Could you repeat, word for word, every line from the one containing "flower cluster, newline-separated" through the final line of the records below, and nothing else?

▼▼▼

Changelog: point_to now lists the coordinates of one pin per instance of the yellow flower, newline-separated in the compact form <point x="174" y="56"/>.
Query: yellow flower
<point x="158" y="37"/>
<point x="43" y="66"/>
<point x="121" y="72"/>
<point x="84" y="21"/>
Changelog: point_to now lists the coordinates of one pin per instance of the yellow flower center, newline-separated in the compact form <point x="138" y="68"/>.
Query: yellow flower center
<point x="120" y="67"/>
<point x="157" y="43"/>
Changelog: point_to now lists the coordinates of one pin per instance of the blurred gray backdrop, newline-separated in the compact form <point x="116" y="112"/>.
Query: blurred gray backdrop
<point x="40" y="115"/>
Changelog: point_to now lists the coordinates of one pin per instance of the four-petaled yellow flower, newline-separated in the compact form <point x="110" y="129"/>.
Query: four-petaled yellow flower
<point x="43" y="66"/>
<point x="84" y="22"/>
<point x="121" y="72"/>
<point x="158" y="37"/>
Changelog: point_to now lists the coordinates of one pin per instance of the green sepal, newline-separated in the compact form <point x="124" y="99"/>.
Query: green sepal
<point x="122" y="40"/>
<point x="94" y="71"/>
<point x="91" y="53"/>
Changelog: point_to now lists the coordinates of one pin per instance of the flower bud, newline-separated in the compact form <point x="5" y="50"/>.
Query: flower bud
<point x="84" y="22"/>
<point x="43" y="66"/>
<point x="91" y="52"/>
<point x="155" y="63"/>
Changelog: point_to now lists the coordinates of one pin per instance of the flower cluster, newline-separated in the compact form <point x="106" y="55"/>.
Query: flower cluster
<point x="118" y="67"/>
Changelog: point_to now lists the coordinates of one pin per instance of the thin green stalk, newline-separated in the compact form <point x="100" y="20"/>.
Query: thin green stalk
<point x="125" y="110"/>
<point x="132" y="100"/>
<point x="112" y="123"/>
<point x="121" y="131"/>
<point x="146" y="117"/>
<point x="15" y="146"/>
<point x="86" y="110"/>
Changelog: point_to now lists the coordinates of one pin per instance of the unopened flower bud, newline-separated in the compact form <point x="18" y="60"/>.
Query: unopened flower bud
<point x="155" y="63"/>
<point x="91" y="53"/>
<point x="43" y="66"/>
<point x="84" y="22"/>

▲▲▲

▶ [Answer below]:
Changelog: point_to now lists the coordinates of one pin per instance of the flower cluster, newline-separated in the compact form <point x="106" y="55"/>.
Query: flower cluster
<point x="118" y="67"/>
Changelog: point_to now lists the coordinates of one pin per instance of the thin green stalk, newline-separated in the compact form <point x="100" y="20"/>.
Query: thin green stalk
<point x="125" y="110"/>
<point x="132" y="100"/>
<point x="112" y="123"/>
<point x="121" y="131"/>
<point x="146" y="117"/>
<point x="15" y="146"/>
<point x="86" y="110"/>
Changelog: point_to now lists the coordinates of one pin per instance of the unopened flower bud, newline-separated in the compact form <point x="18" y="60"/>.
Query: unopened flower bud
<point x="155" y="63"/>
<point x="91" y="53"/>
<point x="43" y="66"/>
<point x="84" y="22"/>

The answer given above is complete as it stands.